* Exercise instructions
Please count the lines in the items below that contain the word "positive", and reply with only that number.

* Supplied data
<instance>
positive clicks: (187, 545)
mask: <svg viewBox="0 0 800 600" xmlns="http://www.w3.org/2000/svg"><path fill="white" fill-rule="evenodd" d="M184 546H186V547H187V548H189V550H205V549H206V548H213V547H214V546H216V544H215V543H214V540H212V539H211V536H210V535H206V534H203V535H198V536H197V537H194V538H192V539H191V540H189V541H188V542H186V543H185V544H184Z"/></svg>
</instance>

--

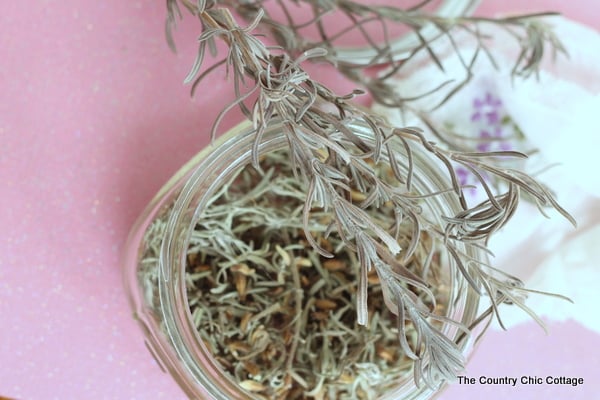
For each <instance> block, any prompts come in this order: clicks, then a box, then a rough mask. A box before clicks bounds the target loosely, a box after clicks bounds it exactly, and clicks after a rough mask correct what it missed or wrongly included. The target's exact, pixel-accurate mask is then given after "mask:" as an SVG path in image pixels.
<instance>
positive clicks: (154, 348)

--

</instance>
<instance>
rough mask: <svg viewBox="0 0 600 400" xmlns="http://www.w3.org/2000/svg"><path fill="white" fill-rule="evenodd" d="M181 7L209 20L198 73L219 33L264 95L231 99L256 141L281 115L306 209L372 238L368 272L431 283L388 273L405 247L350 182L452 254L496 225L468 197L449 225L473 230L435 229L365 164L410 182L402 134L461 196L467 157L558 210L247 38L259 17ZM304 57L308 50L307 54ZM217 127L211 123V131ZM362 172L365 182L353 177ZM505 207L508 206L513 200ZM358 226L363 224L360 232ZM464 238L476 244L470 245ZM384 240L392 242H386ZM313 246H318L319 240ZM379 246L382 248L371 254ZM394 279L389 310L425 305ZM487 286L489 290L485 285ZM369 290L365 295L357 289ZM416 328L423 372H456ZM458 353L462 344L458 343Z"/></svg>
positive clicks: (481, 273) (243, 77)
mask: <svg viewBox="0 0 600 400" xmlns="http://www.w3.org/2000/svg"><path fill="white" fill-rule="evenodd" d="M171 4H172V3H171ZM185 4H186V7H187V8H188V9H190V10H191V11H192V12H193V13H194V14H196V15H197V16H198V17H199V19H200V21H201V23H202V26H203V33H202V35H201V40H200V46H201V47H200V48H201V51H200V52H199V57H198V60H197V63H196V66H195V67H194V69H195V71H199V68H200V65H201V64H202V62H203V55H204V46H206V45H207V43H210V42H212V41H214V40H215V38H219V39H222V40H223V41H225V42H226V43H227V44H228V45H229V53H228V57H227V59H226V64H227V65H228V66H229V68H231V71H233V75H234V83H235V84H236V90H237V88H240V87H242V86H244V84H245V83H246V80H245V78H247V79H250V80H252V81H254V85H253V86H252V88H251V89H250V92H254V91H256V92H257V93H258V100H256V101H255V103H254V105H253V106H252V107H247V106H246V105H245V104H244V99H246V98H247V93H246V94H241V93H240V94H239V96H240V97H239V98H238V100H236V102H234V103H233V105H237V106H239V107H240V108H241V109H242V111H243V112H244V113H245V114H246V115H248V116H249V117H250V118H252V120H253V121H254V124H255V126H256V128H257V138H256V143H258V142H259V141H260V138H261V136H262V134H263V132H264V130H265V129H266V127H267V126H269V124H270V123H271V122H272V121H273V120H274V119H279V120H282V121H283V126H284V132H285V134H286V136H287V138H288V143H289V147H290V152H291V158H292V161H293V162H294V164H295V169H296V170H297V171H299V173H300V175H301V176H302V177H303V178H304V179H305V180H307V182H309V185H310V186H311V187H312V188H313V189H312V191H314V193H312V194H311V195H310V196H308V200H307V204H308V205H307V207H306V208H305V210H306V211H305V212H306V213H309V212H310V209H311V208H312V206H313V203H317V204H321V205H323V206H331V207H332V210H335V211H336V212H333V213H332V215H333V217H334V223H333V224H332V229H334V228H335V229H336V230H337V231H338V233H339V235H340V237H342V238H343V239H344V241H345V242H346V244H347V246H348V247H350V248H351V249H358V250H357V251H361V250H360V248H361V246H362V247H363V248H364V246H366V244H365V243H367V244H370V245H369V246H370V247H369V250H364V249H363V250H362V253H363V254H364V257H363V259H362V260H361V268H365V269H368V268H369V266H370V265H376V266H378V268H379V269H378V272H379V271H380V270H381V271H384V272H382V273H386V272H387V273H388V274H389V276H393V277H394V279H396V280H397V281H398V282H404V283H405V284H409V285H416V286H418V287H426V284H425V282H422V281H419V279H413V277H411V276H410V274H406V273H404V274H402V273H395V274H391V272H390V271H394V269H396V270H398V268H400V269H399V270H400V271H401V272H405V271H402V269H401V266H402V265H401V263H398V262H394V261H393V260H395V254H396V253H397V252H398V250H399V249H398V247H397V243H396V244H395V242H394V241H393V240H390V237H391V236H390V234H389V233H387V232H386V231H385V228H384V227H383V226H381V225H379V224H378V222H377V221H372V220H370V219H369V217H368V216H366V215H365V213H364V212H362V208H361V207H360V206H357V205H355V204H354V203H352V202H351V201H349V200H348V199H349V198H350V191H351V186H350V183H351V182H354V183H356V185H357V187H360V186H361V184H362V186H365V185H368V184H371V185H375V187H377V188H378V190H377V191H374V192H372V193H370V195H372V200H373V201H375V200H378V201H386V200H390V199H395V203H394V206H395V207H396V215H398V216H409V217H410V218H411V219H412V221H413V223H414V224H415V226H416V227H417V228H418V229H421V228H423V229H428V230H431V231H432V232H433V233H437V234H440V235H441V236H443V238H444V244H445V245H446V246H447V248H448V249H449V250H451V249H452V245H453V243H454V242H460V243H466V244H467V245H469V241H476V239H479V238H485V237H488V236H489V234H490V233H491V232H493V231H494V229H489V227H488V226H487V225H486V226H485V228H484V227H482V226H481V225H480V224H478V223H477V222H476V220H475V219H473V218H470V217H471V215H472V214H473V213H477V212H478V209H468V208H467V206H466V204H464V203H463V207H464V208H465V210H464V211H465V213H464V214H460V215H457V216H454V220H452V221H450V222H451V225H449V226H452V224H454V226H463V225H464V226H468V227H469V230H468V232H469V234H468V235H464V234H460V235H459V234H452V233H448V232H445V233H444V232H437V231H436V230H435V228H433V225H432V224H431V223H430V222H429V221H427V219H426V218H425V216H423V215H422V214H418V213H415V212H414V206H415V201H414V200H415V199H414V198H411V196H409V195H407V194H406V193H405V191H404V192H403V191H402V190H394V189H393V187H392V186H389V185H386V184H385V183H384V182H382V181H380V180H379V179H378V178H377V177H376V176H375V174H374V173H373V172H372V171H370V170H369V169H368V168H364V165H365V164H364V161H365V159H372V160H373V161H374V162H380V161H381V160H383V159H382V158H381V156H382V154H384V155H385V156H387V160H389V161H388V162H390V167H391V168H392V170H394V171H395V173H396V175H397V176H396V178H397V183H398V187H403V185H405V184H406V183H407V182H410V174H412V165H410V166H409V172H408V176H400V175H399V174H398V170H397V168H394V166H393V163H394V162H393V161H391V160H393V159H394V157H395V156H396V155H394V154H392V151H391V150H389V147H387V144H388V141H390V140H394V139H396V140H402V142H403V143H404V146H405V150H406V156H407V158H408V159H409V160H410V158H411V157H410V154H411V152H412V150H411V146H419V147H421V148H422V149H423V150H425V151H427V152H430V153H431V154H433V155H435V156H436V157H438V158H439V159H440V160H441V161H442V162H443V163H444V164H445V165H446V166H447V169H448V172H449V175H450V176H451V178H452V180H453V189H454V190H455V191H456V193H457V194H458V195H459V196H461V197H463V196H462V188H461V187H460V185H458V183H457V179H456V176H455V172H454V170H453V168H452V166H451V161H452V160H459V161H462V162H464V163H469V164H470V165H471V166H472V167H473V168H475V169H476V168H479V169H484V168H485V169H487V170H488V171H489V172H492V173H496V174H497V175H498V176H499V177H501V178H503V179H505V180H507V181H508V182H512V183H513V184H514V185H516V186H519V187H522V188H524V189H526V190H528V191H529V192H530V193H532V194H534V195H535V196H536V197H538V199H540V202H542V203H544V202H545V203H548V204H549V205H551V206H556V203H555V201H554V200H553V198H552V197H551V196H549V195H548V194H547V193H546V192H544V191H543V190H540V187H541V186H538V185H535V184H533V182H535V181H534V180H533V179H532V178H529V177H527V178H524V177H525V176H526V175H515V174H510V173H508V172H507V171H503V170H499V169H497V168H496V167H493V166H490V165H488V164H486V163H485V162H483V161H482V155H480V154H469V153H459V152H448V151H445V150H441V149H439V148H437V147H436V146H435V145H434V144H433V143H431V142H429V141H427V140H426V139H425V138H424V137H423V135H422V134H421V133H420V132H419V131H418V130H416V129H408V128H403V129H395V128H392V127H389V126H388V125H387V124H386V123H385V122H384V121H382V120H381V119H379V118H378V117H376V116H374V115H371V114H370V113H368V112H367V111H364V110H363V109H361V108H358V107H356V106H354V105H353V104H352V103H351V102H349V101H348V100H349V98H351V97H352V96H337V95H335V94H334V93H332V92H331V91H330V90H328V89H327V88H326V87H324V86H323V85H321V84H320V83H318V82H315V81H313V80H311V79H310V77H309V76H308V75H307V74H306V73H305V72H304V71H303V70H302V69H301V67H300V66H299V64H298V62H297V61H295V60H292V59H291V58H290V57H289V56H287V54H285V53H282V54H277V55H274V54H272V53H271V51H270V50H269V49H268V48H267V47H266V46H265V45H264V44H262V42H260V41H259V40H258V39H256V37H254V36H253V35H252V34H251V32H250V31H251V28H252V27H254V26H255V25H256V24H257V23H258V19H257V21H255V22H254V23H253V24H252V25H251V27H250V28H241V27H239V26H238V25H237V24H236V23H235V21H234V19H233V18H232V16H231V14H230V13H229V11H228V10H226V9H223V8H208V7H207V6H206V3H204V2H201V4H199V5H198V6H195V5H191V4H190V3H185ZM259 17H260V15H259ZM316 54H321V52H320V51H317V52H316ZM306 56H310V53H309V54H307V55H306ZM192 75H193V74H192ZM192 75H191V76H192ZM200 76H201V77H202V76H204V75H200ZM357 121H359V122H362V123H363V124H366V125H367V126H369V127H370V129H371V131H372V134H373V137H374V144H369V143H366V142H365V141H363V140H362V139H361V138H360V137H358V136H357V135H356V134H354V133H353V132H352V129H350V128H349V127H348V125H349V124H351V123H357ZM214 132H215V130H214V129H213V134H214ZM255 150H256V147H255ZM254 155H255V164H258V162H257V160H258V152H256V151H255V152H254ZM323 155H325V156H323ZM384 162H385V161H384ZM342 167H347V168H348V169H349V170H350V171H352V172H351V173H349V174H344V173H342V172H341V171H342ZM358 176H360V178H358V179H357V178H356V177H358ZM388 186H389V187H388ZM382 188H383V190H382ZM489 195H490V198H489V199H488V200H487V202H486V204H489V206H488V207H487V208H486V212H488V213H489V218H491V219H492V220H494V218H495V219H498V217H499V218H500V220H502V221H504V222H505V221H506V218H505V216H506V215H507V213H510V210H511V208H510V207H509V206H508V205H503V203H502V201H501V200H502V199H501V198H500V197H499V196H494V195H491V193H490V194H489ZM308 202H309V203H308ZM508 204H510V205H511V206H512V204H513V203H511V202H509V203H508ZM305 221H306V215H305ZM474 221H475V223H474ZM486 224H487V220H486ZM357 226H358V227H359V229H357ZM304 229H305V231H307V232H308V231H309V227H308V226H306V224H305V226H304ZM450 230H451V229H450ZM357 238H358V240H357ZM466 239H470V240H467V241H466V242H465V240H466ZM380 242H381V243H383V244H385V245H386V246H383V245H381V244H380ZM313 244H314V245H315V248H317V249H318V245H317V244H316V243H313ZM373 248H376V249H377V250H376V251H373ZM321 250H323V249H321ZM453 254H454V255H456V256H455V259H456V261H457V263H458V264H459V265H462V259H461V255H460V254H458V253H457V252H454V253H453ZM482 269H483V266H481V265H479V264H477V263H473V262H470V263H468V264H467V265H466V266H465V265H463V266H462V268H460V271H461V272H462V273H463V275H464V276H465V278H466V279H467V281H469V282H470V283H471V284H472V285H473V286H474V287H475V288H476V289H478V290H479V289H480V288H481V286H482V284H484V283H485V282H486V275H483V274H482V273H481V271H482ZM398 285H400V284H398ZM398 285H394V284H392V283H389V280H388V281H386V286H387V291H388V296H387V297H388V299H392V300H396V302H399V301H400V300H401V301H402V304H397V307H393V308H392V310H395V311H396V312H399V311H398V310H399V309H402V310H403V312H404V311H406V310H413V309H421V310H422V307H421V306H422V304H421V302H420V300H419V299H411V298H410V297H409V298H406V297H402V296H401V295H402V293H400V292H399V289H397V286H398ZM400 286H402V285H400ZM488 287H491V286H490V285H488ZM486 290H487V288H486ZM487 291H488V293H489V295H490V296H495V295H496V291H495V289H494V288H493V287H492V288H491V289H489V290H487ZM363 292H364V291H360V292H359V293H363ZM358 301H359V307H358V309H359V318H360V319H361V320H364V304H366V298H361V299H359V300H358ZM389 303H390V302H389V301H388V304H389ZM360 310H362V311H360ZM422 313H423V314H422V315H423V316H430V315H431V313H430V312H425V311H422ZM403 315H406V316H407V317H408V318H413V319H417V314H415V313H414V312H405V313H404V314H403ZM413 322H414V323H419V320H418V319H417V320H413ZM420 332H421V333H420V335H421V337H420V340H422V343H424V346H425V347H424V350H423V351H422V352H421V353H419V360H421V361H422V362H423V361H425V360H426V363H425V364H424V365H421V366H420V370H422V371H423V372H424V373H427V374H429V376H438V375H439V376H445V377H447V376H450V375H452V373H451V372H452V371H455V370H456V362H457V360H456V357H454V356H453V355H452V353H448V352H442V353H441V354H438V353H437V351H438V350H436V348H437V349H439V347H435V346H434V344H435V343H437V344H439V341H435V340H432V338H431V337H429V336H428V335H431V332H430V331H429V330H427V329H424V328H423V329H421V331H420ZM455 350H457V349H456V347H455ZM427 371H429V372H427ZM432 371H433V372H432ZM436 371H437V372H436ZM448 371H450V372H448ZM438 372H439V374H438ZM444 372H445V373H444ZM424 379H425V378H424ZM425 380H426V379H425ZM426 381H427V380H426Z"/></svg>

* Response area
3